TASK BRIEF
All of the records below are to be copied exactly.

RECORDS FOR THIS EXERCISE
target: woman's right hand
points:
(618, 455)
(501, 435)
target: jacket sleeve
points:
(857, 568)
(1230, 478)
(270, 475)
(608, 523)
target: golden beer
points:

OUTPUT BELOW
target: woman's right hand
points:
(618, 455)
(501, 435)
target: jacket sleeve
points:
(857, 568)
(1230, 478)
(270, 475)
(608, 523)
target: golden beer
points:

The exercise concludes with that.